▶ [EXERCISE DESCRIPTION]:
Put the lines below into a numbered list, and leave out any blank lines.

▶ [STORED DATA]:
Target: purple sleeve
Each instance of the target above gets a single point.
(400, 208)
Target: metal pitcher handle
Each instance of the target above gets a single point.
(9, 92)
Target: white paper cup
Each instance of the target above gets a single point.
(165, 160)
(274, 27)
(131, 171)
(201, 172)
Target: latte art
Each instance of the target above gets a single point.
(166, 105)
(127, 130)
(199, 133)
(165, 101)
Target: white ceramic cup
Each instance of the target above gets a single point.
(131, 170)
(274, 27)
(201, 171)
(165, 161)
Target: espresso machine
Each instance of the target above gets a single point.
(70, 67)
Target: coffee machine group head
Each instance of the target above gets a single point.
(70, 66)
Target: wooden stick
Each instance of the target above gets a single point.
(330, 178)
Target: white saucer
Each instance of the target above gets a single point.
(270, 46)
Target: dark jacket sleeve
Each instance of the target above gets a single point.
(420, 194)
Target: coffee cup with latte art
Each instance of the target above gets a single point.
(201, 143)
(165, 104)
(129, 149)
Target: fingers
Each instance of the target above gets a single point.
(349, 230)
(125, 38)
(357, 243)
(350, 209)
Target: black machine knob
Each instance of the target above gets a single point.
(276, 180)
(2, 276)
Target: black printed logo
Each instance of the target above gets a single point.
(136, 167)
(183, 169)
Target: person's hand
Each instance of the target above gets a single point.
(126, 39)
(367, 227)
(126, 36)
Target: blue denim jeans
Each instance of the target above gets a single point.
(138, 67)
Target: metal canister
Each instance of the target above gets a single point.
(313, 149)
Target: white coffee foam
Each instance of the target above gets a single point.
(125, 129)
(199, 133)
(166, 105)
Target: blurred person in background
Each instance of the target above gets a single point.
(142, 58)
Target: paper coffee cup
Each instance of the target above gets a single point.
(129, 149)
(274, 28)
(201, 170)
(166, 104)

▶ [RESPONSE TO THIS TASK]:
1. Target: purple sleeve
2. Each instance of the target above gets a single point.
3. (400, 208)
4. Target: metal pitcher handle
5. Each instance of the target above gets a single point.
6. (9, 92)
7. Target: white paper cup
8. Each instance of the target above gets a single point.
9. (165, 160)
10. (274, 27)
11. (131, 171)
12. (201, 172)
13. Target: latte art
14. Each instance of the target above gets a single point.
15. (166, 105)
16. (127, 130)
17. (199, 133)
18. (165, 101)
19. Target: white ceramic cup
20. Each instance of the target above gets a single point.
21. (131, 170)
22. (274, 27)
23. (201, 171)
24. (165, 161)
25. Target: espresso machine
26. Each instance of the target above gets a single point.
27. (70, 67)
28. Target: coffee machine group head
29. Each instance of the target above gets a single point.
30. (70, 66)
31. Target: wooden stick
32. Each instance of the target above gets a single point.
33. (330, 178)
34. Target: white saucer
35. Each instance of the target above gets a single point.
36. (270, 46)
37. Target: dark jacket sleeve
38. Each instance of the target above gets a single point.
39. (420, 194)
40. Target: coffee cup with latte art
41. Each instance of the target above gets a single point.
42. (201, 143)
43. (165, 104)
44. (129, 149)
45. Target: fingers
46. Each instance of the target above gets a single point.
47. (349, 230)
48. (125, 38)
49. (357, 243)
50. (350, 209)
51. Target: black machine knob
52. Each instance of the target above gets a single point.
53. (276, 180)
54. (2, 276)
55. Target: black printed logo
56. Each instance of the target above gets a single point.
57. (136, 167)
58. (183, 169)
59. Target: person's hand
60. Each instance of the target above gets a single point.
61. (126, 39)
62. (367, 227)
63. (126, 36)
64. Target: blue denim jeans
65. Each instance of the target above gets a single point.
66. (138, 67)
67. Target: metal canister
68. Each instance of the target above gets a single point.
69. (313, 149)
70. Target: white coffee foam
71. Each instance of the target above gets a single point.
72. (125, 129)
73. (199, 133)
74. (166, 105)
75. Target: blurred person in background
76. Each instance of the target above gets a single point.
77. (142, 58)
78. Target: paper coffee cup
79. Each instance of the target above gets a single point.
80. (129, 149)
81. (274, 28)
82. (201, 170)
83. (166, 104)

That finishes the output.